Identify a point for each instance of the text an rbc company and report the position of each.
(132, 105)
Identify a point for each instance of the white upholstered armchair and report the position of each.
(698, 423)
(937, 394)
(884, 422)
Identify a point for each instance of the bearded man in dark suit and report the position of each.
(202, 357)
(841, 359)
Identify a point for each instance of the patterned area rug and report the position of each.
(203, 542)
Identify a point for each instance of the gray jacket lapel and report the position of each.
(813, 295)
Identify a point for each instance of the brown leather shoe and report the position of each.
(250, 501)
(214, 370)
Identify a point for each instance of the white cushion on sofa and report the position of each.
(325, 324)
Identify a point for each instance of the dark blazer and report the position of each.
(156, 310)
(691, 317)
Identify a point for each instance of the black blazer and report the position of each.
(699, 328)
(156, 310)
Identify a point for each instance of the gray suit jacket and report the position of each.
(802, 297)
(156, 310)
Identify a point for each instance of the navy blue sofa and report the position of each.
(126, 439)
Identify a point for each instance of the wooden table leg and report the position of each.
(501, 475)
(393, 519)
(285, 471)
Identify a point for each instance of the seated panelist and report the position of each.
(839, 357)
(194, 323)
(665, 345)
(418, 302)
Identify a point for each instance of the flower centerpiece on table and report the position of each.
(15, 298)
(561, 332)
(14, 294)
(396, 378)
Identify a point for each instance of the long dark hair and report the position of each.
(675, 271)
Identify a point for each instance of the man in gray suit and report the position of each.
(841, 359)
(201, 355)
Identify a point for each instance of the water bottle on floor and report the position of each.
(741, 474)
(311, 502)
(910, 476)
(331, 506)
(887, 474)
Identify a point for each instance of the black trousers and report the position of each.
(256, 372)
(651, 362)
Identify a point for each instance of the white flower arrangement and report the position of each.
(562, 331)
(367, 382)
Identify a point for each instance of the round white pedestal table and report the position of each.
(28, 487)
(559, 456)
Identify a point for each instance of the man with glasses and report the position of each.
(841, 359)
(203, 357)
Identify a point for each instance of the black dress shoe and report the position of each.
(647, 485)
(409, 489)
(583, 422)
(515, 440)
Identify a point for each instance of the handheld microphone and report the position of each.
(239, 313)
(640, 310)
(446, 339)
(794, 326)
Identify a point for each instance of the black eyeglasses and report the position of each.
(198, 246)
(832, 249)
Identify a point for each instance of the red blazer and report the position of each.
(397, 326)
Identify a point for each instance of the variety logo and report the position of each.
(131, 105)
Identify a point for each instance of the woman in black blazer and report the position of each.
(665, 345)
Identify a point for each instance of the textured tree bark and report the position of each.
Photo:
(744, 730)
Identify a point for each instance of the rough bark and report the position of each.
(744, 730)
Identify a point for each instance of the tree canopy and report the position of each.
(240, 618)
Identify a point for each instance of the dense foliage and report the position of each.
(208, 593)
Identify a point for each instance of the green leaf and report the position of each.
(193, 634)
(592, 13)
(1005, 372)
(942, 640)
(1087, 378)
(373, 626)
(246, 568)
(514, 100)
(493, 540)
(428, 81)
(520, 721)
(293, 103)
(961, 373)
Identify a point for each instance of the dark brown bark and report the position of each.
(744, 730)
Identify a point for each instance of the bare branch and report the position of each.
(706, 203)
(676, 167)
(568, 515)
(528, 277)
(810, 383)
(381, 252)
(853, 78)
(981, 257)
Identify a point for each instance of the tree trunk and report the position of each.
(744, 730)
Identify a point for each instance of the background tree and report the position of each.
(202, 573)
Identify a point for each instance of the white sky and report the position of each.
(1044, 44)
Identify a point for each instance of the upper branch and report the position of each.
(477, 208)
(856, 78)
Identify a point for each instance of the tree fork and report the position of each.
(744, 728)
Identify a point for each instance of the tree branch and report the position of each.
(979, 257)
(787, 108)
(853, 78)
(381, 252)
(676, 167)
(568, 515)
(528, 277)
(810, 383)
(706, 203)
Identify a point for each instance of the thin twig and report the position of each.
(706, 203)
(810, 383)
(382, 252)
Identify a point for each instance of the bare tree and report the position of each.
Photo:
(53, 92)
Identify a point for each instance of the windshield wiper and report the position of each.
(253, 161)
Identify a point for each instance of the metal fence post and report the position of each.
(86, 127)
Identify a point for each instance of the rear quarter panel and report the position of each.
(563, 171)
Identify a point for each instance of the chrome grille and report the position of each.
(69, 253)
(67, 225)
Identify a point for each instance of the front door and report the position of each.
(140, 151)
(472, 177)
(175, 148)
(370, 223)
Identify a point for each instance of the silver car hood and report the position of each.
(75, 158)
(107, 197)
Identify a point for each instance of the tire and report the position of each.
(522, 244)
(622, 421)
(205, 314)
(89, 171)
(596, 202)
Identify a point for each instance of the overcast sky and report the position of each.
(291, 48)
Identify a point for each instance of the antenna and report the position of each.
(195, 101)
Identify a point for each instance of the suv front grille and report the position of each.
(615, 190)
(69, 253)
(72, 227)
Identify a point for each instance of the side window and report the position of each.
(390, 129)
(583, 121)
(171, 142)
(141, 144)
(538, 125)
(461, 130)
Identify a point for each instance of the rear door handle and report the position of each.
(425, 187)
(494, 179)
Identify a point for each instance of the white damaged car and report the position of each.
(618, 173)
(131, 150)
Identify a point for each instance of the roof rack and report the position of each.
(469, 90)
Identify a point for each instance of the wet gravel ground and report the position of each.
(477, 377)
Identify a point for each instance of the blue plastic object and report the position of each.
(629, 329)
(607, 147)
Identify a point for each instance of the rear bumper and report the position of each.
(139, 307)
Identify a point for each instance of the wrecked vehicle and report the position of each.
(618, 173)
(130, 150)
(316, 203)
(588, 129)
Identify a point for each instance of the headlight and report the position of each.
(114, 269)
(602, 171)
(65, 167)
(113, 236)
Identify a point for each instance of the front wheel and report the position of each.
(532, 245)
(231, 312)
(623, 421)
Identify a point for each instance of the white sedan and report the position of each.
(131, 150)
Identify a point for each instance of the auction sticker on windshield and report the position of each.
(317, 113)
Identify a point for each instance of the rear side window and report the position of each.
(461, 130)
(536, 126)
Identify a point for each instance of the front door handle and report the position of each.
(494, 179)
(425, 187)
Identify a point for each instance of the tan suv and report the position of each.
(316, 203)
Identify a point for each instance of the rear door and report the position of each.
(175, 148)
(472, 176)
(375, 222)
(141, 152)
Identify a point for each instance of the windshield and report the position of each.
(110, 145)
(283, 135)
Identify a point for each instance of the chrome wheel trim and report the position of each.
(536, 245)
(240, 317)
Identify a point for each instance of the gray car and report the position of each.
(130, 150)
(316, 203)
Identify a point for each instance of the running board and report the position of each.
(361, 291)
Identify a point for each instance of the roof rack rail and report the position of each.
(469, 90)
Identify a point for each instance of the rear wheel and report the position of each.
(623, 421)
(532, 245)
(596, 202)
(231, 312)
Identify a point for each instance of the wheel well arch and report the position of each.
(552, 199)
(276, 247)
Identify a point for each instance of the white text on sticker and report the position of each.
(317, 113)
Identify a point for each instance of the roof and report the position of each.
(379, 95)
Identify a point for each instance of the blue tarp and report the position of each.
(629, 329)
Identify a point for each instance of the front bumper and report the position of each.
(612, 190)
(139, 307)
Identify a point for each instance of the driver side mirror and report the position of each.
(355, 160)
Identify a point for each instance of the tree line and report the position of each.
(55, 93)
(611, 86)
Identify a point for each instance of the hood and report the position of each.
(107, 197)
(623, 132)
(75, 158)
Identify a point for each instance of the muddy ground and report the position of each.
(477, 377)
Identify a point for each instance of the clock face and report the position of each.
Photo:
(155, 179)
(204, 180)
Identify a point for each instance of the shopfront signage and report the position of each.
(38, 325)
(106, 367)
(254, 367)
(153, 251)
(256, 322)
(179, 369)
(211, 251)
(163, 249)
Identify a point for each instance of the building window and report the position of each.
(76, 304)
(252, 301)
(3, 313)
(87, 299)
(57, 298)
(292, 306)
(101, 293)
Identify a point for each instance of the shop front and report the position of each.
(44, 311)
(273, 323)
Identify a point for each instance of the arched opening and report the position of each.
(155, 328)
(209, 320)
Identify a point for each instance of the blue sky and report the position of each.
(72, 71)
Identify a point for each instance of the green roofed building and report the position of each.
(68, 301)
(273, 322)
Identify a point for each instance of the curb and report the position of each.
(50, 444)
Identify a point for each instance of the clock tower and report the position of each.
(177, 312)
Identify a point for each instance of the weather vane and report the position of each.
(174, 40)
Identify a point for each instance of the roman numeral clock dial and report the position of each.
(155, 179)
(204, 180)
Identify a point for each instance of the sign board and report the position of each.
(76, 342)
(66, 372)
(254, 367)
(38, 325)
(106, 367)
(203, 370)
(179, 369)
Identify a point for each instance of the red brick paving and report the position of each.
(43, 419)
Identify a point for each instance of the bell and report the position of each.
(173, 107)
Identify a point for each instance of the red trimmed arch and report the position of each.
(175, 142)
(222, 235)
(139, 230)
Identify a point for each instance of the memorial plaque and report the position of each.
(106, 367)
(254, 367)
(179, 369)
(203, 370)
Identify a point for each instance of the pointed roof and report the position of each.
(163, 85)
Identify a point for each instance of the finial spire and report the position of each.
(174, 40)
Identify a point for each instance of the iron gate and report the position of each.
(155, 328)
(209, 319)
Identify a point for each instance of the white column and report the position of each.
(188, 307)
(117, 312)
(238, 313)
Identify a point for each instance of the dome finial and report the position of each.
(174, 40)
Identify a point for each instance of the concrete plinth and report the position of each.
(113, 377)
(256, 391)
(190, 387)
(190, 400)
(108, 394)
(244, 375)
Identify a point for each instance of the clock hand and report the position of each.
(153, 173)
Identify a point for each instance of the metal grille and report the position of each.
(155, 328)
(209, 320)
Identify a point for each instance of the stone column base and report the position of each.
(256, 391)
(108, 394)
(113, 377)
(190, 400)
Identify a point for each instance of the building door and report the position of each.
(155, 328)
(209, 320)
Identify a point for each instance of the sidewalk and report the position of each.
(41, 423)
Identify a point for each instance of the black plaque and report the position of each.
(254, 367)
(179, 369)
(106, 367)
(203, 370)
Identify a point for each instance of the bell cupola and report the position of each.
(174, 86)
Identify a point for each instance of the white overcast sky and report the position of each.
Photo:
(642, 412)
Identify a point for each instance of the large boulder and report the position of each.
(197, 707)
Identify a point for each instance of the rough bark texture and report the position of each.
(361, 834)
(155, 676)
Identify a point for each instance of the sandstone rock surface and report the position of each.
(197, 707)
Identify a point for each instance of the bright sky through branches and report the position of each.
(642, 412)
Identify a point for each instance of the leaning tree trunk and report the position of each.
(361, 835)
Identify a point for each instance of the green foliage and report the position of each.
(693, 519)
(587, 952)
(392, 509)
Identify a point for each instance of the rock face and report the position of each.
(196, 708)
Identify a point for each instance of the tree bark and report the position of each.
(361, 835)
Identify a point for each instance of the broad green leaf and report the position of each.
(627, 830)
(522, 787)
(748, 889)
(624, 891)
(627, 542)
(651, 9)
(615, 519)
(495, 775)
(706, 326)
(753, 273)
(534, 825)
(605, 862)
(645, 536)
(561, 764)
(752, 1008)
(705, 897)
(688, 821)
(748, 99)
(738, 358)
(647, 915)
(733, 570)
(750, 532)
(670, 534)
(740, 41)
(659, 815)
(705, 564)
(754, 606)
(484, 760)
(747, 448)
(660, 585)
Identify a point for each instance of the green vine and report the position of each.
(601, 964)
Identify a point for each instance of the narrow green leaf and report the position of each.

_What is needed:_ Starting at the line that contains "Identify a point for each instance of the green vine", repeat each line exactly through the last one in the listing. Include both of those lines and nothing more.

_Response area:_
Identify a point for each instance of the green vine and report the position of each.
(601, 964)
Identify a point for each instance of the narrow green leaf and report the position of each.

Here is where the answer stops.